▶ [Data supplied]
****

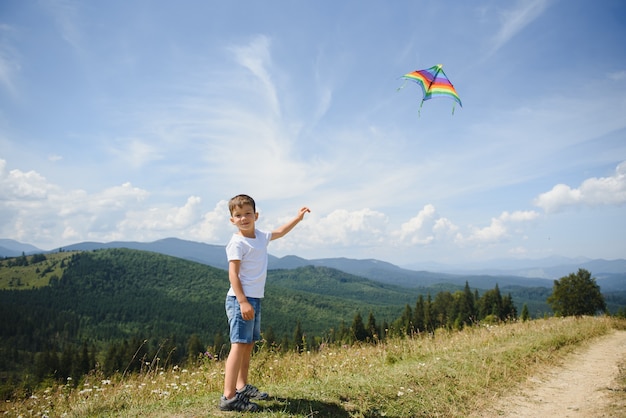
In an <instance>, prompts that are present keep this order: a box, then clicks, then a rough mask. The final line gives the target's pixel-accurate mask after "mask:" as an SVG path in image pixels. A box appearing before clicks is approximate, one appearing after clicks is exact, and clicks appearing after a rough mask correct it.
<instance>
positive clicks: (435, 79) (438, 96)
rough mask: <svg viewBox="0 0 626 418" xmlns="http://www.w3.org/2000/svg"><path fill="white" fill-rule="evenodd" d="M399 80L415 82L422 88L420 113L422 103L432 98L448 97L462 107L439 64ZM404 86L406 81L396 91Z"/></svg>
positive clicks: (453, 106)
mask: <svg viewBox="0 0 626 418" xmlns="http://www.w3.org/2000/svg"><path fill="white" fill-rule="evenodd" d="M401 78H404V79H405V80H412V81H415V82H416V83H417V84H419V85H420V87H421V88H422V93H423V96H424V97H423V98H422V103H420V111H421V110H422V105H423V104H424V101H426V100H430V99H432V98H433V97H448V98H450V99H452V100H454V101H455V102H456V103H458V104H459V106H461V107H463V104H462V103H461V99H460V98H459V95H458V94H457V93H456V90H455V89H454V86H453V85H452V83H451V82H450V80H449V79H448V77H447V76H446V73H444V72H443V66H442V65H441V64H439V65H435V66H434V67H430V68H427V69H425V70H418V71H413V72H410V73H407V74H405V75H403V76H402V77H401ZM405 84H406V81H405V83H404V84H403V85H402V86H400V87H399V88H398V90H400V89H401V88H403V87H404V86H405ZM456 103H455V104H454V106H452V114H453V115H454V108H455V107H456ZM418 113H419V112H418Z"/></svg>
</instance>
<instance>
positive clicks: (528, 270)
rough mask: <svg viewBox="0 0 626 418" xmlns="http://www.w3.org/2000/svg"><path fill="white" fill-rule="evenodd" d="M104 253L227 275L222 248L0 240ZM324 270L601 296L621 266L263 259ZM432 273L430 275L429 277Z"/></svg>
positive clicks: (26, 253)
mask: <svg viewBox="0 0 626 418" xmlns="http://www.w3.org/2000/svg"><path fill="white" fill-rule="evenodd" d="M104 248H129V249H135V250H142V251H151V252H155V253H160V254H166V255H170V256H174V257H179V258H182V259H186V260H191V261H195V262H198V263H202V264H206V265H209V266H212V267H216V268H219V269H223V270H227V269H228V264H227V261H226V254H225V251H224V246H221V245H211V244H205V243H201V242H195V241H187V240H181V239H178V238H165V239H161V240H157V241H154V242H147V243H143V242H134V241H114V242H108V243H101V242H80V243H76V244H72V245H68V246H65V247H62V248H57V249H54V250H51V251H44V250H41V249H39V248H37V247H35V246H33V245H30V244H23V243H20V242H17V241H14V240H10V239H0V257H16V256H19V255H22V254H26V255H29V254H36V253H49V252H58V251H79V250H80V251H91V250H96V249H104ZM309 265H313V266H321V267H330V268H334V269H337V270H341V271H344V272H346V273H349V274H352V275H355V276H360V277H364V278H368V279H371V280H375V281H378V282H382V283H387V284H394V285H399V286H404V287H417V286H431V285H433V284H438V283H443V284H455V285H463V284H464V283H465V282H466V281H469V282H470V283H471V284H472V286H475V287H478V288H483V289H488V288H492V287H493V286H494V285H495V284H498V285H499V286H522V287H547V288H551V287H552V285H553V281H554V280H557V279H559V278H561V277H564V276H567V275H568V274H570V273H575V272H577V271H578V269H580V268H583V269H586V270H588V271H590V272H591V273H592V275H593V276H594V277H595V278H596V279H597V282H598V284H599V285H600V287H601V288H602V290H603V291H626V260H625V259H617V260H602V259H595V260H592V259H586V258H577V259H570V258H565V257H550V258H545V259H541V260H529V259H528V260H520V259H515V260H494V261H491V262H488V263H480V264H479V263H477V264H475V265H469V266H464V267H462V268H461V267H455V266H446V265H440V264H423V265H413V266H410V267H409V268H402V267H399V266H396V265H394V264H391V263H388V262H385V261H381V260H375V259H363V260H357V259H349V258H341V257H340V258H324V259H314V260H308V259H304V258H301V257H297V256H294V255H289V256H285V257H281V258H279V257H275V256H273V255H270V256H269V268H270V269H272V270H277V269H295V268H298V267H304V266H309ZM434 270H436V271H434Z"/></svg>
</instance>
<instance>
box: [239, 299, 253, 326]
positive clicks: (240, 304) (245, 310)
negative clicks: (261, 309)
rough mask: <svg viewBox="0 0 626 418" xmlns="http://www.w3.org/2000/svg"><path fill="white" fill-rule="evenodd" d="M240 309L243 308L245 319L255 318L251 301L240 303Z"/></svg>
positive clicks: (242, 309) (252, 318)
mask: <svg viewBox="0 0 626 418" xmlns="http://www.w3.org/2000/svg"><path fill="white" fill-rule="evenodd" d="M239 309H240V310H241V317H242V318H243V320H244V321H249V320H251V319H254V308H253V307H252V305H251V304H250V302H248V301H245V302H242V303H240V304H239Z"/></svg>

****

▶ [What you will do] Reproduce every line of the entries above verbatim, omitting the pictures.

▶ [Answer to the exercise]
In an <instance>, prompts that are present keep this order: a box, then clicks, then a rough mask. The final line gives the target's pixel-accurate mask after "mask:" as an SVG path in image pixels. A box appearing before clicks is approximate, one appearing after clicks is exact, and clicks appearing after a rough mask correct it.
<instance>
positive clicks: (435, 79) (438, 96)
rough mask: <svg viewBox="0 0 626 418" xmlns="http://www.w3.org/2000/svg"><path fill="white" fill-rule="evenodd" d="M399 80L415 82L422 88L420 113L422 103L432 98L448 97L462 107L439 64ZM404 86L406 81L396 91Z"/></svg>
positive clicks: (453, 106)
mask: <svg viewBox="0 0 626 418" xmlns="http://www.w3.org/2000/svg"><path fill="white" fill-rule="evenodd" d="M401 78H404V79H405V80H412V81H415V82H416V83H417V84H419V85H420V87H421V88H422V93H423V96H424V97H423V98H422V103H420V111H421V110H422V105H423V104H424V101H426V100H430V99H432V98H433V97H448V98H450V99H452V100H454V101H455V102H456V103H458V104H459V106H461V107H463V104H462V103H461V99H460V98H459V95H458V94H457V93H456V90H455V89H454V86H453V85H452V83H451V82H450V80H449V79H448V77H447V76H446V73H444V72H443V66H442V65H441V64H439V65H435V66H434V67H430V68H427V69H425V70H418V71H413V72H410V73H407V74H405V75H403V76H402V77H401ZM405 84H406V81H405V83H404V84H403V85H402V86H400V87H399V88H398V90H400V89H401V88H403V87H404V86H405ZM456 103H455V104H454V106H452V114H453V115H454V108H455V107H456ZM418 113H419V112H418Z"/></svg>
</instance>
<instance>
positive clicks: (528, 270)
rough mask: <svg viewBox="0 0 626 418" xmlns="http://www.w3.org/2000/svg"><path fill="white" fill-rule="evenodd" d="M104 253L227 275L222 248L0 240ZM324 270L601 296L621 266L263 259ZM432 273L430 275L429 277Z"/></svg>
positive clicks: (26, 253)
mask: <svg viewBox="0 0 626 418" xmlns="http://www.w3.org/2000/svg"><path fill="white" fill-rule="evenodd" d="M104 248H129V249H135V250H142V251H151V252H155V253H160V254H166V255H170V256H174V257H179V258H182V259H186V260H191V261H195V262H198V263H202V264H206V265H209V266H212V267H216V268H219V269H223V270H227V269H228V264H227V261H226V254H225V251H224V246H221V245H211V244H205V243H201V242H195V241H187V240H181V239H178V238H165V239H161V240H157V241H154V242H147V243H143V242H134V241H114V242H108V243H101V242H80V243H76V244H72V245H68V246H65V247H62V248H57V249H54V250H51V251H44V250H41V249H39V248H37V247H35V246H33V245H30V244H23V243H20V242H17V241H14V240H10V239H0V257H16V256H19V255H22V254H26V255H29V254H36V253H49V252H58V251H79V250H80V251H91V250H96V249H104ZM309 265H313V266H321V267H330V268H334V269H337V270H341V271H344V272H346V273H349V274H352V275H355V276H360V277H364V278H368V279H371V280H375V281H378V282H382V283H387V284H394V285H399V286H404V287H417V286H431V285H433V284H438V283H443V284H455V285H463V284H464V283H465V282H466V281H469V282H470V283H471V284H472V286H475V287H478V288H483V289H488V288H492V287H493V286H494V285H495V284H498V285H499V286H522V287H547V288H551V287H552V285H553V281H554V280H557V279H559V278H561V277H564V276H567V275H568V274H570V273H575V272H577V271H578V269H580V268H583V269H586V270H588V271H590V272H591V273H592V275H593V276H594V277H595V278H596V279H597V282H598V284H599V285H600V287H601V288H602V290H603V291H626V260H625V259H617V260H602V259H595V260H592V259H586V258H577V259H570V258H565V257H550V258H545V259H541V260H529V259H528V260H520V259H515V260H494V261H491V262H488V263H480V264H479V263H477V264H475V265H469V266H464V267H462V268H461V267H455V266H446V265H440V264H423V265H413V266H410V267H409V268H402V267H399V266H396V265H394V264H391V263H388V262H385V261H381V260H375V259H363V260H357V259H349V258H341V257H340V258H324V259H314V260H308V259H304V258H301V257H297V256H294V255H289V256H285V257H281V258H279V257H275V256H273V255H270V256H269V268H270V269H272V270H277V269H295V268H298V267H304V266H309ZM434 270H436V271H434Z"/></svg>
</instance>
<instance>
box: [239, 299, 253, 326]
positive clicks: (240, 304) (245, 310)
negative clicks: (261, 309)
rough mask: <svg viewBox="0 0 626 418" xmlns="http://www.w3.org/2000/svg"><path fill="white" fill-rule="evenodd" d="M240 309L243 308L245 319L255 318L251 301L240 303Z"/></svg>
positive clicks: (242, 309) (252, 318)
mask: <svg viewBox="0 0 626 418" xmlns="http://www.w3.org/2000/svg"><path fill="white" fill-rule="evenodd" d="M239 309H240V310H241V317H242V318H243V320H244V321H249V320H251V319H254V308H253V307H252V305H251V304H250V302H248V301H245V302H242V303H240V304H239Z"/></svg>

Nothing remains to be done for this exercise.